§ **Task objective**: In the records below, find the line containing "Where can you see the dense", then extract that line and all subsequent lines exactly, leaving out everything else.
>> begin
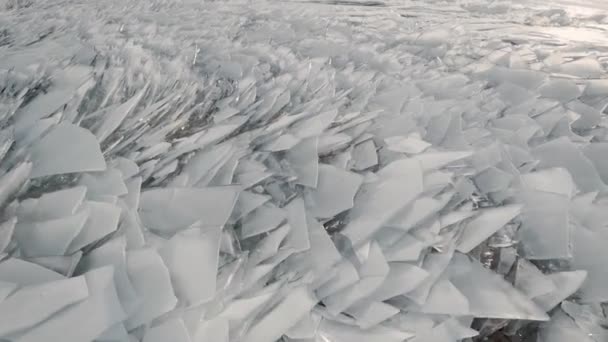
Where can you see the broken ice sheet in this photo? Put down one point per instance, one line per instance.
(486, 223)
(33, 304)
(167, 210)
(554, 180)
(589, 318)
(545, 228)
(531, 281)
(364, 155)
(334, 193)
(448, 331)
(304, 160)
(24, 273)
(376, 203)
(560, 89)
(435, 160)
(562, 152)
(81, 157)
(339, 332)
(269, 246)
(263, 219)
(109, 182)
(151, 280)
(48, 238)
(113, 253)
(562, 328)
(586, 67)
(297, 237)
(372, 273)
(102, 220)
(65, 265)
(297, 303)
(216, 329)
(51, 205)
(101, 308)
(402, 278)
(170, 330)
(489, 295)
(411, 144)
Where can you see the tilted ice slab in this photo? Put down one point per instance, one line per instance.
(204, 172)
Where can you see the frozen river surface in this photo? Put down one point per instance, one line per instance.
(303, 171)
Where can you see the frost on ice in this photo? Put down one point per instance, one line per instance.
(201, 171)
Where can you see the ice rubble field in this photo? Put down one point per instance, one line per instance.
(255, 171)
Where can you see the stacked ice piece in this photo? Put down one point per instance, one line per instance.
(301, 181)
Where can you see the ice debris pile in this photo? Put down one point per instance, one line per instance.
(203, 172)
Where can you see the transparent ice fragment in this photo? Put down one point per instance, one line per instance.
(334, 193)
(102, 220)
(586, 67)
(596, 153)
(344, 275)
(167, 210)
(296, 304)
(364, 155)
(402, 278)
(445, 299)
(127, 167)
(589, 116)
(322, 254)
(488, 222)
(560, 89)
(555, 180)
(33, 304)
(261, 220)
(531, 281)
(562, 152)
(269, 246)
(304, 160)
(111, 120)
(422, 209)
(213, 330)
(25, 273)
(51, 205)
(151, 280)
(489, 295)
(246, 203)
(340, 332)
(492, 180)
(399, 183)
(528, 79)
(411, 144)
(434, 264)
(113, 253)
(170, 330)
(562, 328)
(408, 248)
(435, 160)
(204, 165)
(368, 314)
(512, 94)
(109, 182)
(56, 153)
(101, 308)
(49, 238)
(589, 318)
(192, 259)
(372, 274)
(7, 228)
(65, 265)
(297, 238)
(545, 228)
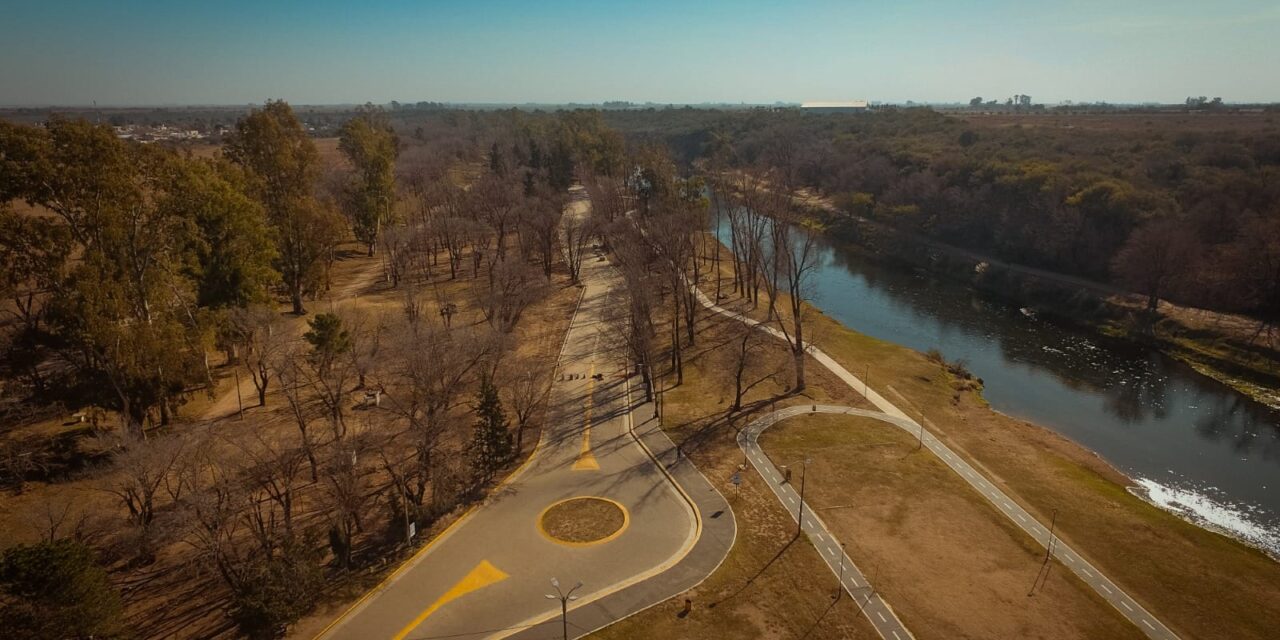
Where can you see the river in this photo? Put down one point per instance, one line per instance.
(1189, 443)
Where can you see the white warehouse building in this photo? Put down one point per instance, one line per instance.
(849, 106)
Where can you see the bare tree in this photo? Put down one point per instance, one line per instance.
(748, 346)
(525, 385)
(795, 250)
(272, 471)
(540, 228)
(261, 337)
(293, 385)
(144, 469)
(577, 229)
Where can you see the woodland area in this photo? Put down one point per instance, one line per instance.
(393, 304)
(1179, 206)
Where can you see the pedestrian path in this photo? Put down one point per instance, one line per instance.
(851, 579)
(1112, 594)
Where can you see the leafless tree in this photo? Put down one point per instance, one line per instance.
(273, 466)
(511, 287)
(144, 469)
(540, 228)
(344, 489)
(577, 231)
(261, 338)
(525, 384)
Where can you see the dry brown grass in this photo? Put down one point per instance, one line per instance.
(1169, 123)
(583, 520)
(947, 562)
(170, 597)
(771, 585)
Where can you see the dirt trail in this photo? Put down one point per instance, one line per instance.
(360, 279)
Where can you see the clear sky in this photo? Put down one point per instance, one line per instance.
(238, 51)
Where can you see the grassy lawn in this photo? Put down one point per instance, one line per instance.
(947, 562)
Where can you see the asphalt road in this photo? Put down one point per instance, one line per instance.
(1072, 560)
(488, 575)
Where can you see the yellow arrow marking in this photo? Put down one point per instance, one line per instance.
(479, 577)
(585, 458)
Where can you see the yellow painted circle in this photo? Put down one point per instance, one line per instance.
(548, 521)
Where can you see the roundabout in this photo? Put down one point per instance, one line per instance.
(581, 521)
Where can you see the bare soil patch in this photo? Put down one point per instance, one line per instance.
(583, 520)
(946, 561)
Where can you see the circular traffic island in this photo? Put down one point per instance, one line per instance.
(583, 521)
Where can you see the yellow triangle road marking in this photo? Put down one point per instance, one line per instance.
(479, 577)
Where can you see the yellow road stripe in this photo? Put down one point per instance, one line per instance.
(585, 458)
(479, 577)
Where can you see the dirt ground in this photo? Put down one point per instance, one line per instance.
(174, 598)
(1197, 581)
(583, 520)
(1243, 123)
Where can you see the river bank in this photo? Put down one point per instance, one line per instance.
(1220, 346)
(1191, 576)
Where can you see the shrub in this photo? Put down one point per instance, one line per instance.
(278, 592)
(56, 589)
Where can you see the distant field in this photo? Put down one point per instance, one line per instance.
(1134, 122)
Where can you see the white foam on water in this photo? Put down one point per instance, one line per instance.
(1201, 510)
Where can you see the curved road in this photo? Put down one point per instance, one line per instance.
(851, 579)
(1112, 594)
(487, 576)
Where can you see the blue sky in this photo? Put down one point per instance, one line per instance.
(236, 51)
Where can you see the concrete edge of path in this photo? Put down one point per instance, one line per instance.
(443, 535)
(718, 531)
(1128, 607)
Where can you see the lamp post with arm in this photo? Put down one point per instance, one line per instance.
(565, 598)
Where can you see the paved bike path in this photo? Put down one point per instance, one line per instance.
(1112, 594)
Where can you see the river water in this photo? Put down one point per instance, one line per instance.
(1189, 443)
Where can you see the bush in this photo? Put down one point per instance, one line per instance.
(277, 593)
(56, 590)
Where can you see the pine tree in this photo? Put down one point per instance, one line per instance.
(490, 444)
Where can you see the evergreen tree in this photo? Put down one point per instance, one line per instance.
(490, 444)
(328, 339)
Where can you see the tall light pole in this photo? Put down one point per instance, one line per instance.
(800, 515)
(565, 598)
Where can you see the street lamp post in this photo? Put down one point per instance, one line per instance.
(565, 598)
(800, 516)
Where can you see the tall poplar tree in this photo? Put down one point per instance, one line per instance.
(371, 146)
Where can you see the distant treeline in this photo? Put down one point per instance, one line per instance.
(1175, 208)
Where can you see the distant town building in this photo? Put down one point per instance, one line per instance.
(849, 106)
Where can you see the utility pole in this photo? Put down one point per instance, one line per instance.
(240, 402)
(565, 598)
(840, 583)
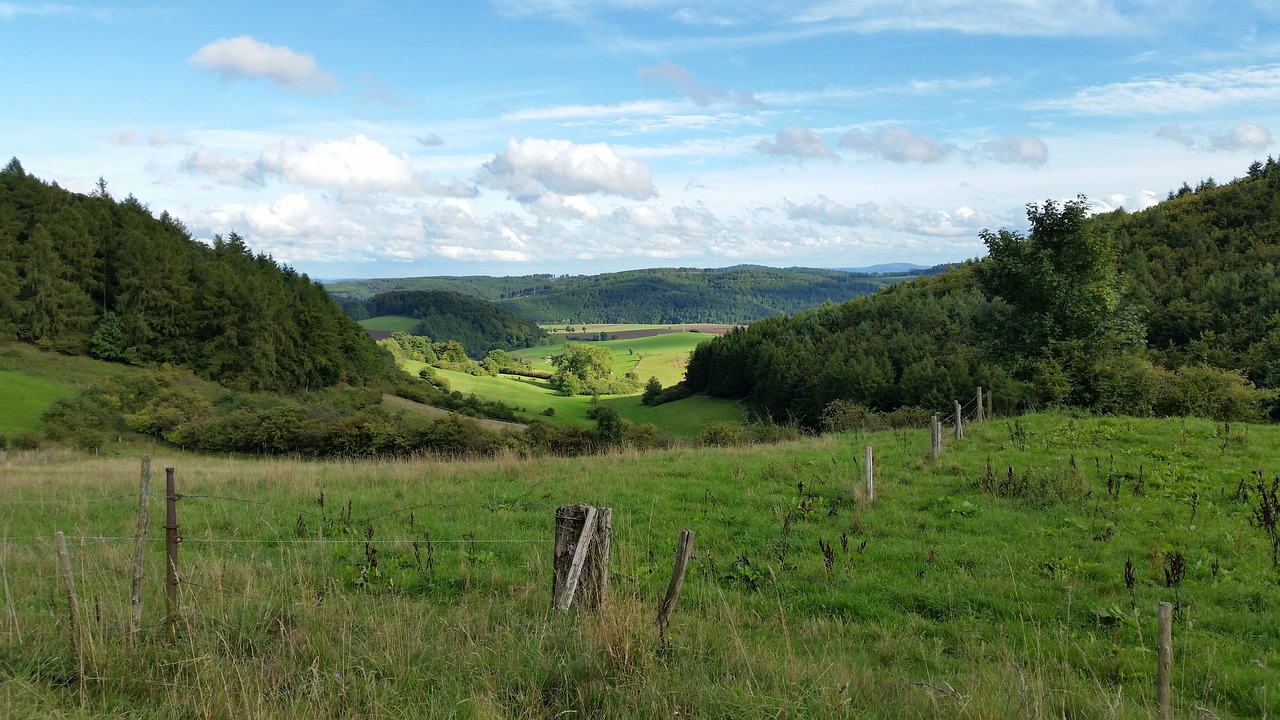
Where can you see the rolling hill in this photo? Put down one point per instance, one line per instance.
(659, 296)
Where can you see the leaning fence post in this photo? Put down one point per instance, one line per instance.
(172, 540)
(684, 550)
(140, 540)
(64, 563)
(1165, 660)
(598, 566)
(871, 475)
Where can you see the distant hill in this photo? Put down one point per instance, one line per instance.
(663, 296)
(87, 274)
(1174, 310)
(885, 268)
(476, 324)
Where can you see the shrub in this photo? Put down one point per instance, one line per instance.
(722, 433)
(1203, 391)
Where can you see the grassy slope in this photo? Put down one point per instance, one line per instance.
(24, 399)
(662, 356)
(681, 419)
(947, 602)
(391, 323)
(32, 379)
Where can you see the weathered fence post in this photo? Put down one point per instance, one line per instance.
(871, 475)
(170, 540)
(1165, 659)
(598, 566)
(581, 555)
(684, 550)
(64, 563)
(140, 540)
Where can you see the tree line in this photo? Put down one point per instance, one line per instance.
(476, 324)
(1166, 311)
(88, 274)
(659, 296)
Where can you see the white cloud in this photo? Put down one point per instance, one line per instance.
(700, 94)
(247, 58)
(1015, 149)
(826, 17)
(533, 167)
(227, 171)
(590, 112)
(1244, 136)
(978, 17)
(897, 145)
(796, 141)
(355, 164)
(1178, 94)
(960, 222)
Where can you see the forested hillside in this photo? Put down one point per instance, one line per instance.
(661, 296)
(1173, 310)
(476, 324)
(94, 276)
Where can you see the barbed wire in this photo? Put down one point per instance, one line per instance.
(359, 541)
(83, 541)
(108, 499)
(179, 496)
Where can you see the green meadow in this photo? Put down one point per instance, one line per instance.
(391, 323)
(24, 399)
(1016, 575)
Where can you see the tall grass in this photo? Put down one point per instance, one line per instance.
(945, 598)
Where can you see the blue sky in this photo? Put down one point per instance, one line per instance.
(370, 139)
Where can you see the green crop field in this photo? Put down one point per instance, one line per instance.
(681, 419)
(391, 323)
(1016, 575)
(662, 356)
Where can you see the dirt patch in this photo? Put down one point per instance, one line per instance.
(433, 411)
(649, 332)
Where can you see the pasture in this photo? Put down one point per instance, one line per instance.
(23, 400)
(392, 323)
(1016, 575)
(681, 419)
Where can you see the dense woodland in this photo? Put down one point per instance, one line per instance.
(659, 296)
(475, 324)
(88, 274)
(1174, 310)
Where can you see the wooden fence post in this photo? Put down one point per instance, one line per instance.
(140, 538)
(598, 566)
(684, 550)
(64, 563)
(170, 538)
(1165, 659)
(871, 475)
(581, 555)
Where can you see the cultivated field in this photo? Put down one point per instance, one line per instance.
(1014, 577)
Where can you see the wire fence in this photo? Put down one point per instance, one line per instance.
(238, 555)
>> end
§ **Answer to the exercise**:
Where can you see the dense woodland in this photo? Put down one point per instance, one line per instance.
(659, 296)
(475, 324)
(88, 274)
(1174, 310)
Where can you see the wooden fence post in this photo? Put down one point per instance, one line per instance.
(140, 538)
(598, 566)
(684, 550)
(64, 563)
(170, 538)
(1165, 659)
(871, 475)
(581, 555)
Where can you see the cultivated field in this photo? Put down one point per instance, one line per instance.
(1014, 577)
Where can you see the wire fence in this photo? Put down one point per instance, one line per instance.
(238, 555)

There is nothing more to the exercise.